Task: Reproduce the records below word for word, starting from the beginning of the records through the line that contains "<point>929,472</point>".

Material:
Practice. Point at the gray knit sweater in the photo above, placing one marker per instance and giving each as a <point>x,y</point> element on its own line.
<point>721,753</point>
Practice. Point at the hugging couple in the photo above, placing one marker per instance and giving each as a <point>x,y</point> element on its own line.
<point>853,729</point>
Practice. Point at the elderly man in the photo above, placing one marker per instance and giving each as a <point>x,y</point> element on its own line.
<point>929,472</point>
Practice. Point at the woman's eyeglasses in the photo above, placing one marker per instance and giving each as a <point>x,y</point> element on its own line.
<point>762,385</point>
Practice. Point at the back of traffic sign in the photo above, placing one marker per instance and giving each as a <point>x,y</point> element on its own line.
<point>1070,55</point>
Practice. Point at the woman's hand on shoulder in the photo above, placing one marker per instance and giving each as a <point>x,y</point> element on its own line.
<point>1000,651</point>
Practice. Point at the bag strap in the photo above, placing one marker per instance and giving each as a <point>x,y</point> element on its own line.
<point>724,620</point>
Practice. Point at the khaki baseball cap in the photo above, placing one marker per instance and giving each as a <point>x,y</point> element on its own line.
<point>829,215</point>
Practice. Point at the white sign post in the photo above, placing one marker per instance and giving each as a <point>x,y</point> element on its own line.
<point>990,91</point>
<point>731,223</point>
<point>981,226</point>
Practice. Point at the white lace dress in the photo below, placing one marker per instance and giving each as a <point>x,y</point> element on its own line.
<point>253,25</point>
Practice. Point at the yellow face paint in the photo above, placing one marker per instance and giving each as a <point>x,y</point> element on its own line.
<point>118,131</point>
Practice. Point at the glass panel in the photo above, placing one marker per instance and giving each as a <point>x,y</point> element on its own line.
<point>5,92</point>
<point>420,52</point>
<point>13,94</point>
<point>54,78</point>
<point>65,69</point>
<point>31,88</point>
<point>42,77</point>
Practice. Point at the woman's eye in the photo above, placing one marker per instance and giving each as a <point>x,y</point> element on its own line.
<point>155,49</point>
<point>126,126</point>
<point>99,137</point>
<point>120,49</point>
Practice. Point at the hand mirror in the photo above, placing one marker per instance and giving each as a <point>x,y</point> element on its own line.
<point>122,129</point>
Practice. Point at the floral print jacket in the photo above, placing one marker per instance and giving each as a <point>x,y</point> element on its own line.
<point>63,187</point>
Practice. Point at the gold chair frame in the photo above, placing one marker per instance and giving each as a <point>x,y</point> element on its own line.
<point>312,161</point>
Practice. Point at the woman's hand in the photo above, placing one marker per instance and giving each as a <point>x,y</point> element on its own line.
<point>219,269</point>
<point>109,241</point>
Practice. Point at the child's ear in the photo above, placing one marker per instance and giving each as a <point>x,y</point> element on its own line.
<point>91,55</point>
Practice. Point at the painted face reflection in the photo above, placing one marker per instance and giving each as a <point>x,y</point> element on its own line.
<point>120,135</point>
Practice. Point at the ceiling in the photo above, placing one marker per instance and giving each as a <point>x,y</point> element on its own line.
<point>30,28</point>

Answer for this exercise:
Practice. Point at the gray knit sweater in the photo above, placing one marker per instance and giving each as a <point>x,y</point> element on its own line.
<point>721,753</point>
Practice. Point at the hugging couple in the photo above, placing one marker per instance and giving each as a <point>x,y</point> element on its own line.
<point>853,729</point>
Practice. Point at the elderly man in the photo above, placing one marker per instance and giving each as a <point>x,y</point> element on its own line.
<point>929,472</point>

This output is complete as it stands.